APPLY WHAT YOU READ |
a – In the legal passage, which goods does it name as examples of what a business that needs a federal permit or license might sell?
b – According to the legal passage, why should a business owner talk with an attorney to avoid licensing and permit issues?
c – Reproduce the legal passage from "Fraudulent misrepresentations are" to "type of requirement.".

EXTRACT TO READ |
%%

Fraudulent misrepresentations are usually remedied by the rescission of an agreement, or the voiding of a contract. In this case, only losses resulting from the representation can be claimed.
Licensing and Permit Issues
Business license permits are designed to safeguard consumers and keep business operations aboveboard. The US Small Business Administration (SBA) claims that almost every business requires a permit or license from the state in which it does business. If you own a business that is engaged in operations regulated by a federal agency, for example, you need a federal permit or license. Therefore, businesses that sells firearms, alcohol, or commercial fishing equipment fall under this type of requirement.
Each state has its own permit or licensing requirements. Therefore, to avoid licensing and permit issues, you need to confer with an attorney about the regulations established for your business in your state.
A mechanic’s lien is a legal claim against a property, used by a supplier or subcontractor, who was not paid by a contractor. What surprises most homeowners is the fact that a lien can still be placed on their property even if they paid a contractor for renovation work.
If the contractor does not pay the supplier or subcontractor, the law allows either of these parties to place a lien on a homeowner’s property. While this may seem unfair, the law also accounts for the fact that the property owner can sue the contractor.
Obtaining a Mechanic’s Lien
In order to obtain a mechanic’s lien, a supplier or subcontractor must do the following:
- Give notice to the homeowner what is being contributed within 20 to 30 days of the contribution (such as a sink or bathtub).

%%

Spatial localization data
%%

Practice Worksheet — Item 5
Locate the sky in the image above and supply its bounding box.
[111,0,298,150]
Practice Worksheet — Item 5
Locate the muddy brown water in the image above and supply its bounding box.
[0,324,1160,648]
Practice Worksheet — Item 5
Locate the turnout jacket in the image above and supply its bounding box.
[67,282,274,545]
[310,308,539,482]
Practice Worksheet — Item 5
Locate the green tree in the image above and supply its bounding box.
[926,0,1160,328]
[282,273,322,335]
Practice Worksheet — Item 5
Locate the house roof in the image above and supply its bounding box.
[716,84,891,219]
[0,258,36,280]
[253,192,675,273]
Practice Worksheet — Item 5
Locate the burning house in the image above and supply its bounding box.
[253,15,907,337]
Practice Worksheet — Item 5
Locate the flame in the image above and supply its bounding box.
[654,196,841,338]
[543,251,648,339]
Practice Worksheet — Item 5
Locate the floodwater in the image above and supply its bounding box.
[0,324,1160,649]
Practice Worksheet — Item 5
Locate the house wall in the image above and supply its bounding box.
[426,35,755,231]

%%
%%

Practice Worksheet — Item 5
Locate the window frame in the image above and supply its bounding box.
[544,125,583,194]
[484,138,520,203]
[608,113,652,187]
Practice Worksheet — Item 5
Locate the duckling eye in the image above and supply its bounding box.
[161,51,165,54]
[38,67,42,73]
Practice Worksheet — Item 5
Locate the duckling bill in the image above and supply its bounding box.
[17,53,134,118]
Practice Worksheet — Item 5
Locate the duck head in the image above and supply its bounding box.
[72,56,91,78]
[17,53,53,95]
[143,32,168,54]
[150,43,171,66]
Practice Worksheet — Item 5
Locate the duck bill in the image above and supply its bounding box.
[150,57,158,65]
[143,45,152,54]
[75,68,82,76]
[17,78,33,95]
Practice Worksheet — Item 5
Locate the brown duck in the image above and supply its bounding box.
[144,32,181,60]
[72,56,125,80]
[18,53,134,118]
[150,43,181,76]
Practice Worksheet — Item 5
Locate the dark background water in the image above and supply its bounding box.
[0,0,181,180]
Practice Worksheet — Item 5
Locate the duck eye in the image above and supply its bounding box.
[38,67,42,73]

%%

RESPONSES TO THE EXERCISE |
a – Firearms, alcohol, and commercial fishing equipment.

b – Each state has its own permit or licensing requirements. An attorney can explain the rules set for that business in that state.

c –
Fraudulent misrepresentations are usually remedied by the rescission of an agreement, or the voiding of a contract. In this case, only losses resulting from the representation can be claimed.
Licensing and Permit Issues
Business license permits are designed to safeguard consumers and keep business operations aboveboard. The US Small Business Administration (SBA) claims that almost every business requires a permit or license from the state in which it does business. If you own a business that is engaged in operations regulated by a federal agency, for example, you need a federal permit or license. Therefore, businesses that sells firearms, alcohol, or commercial fishing equipment fall under this type of requirement.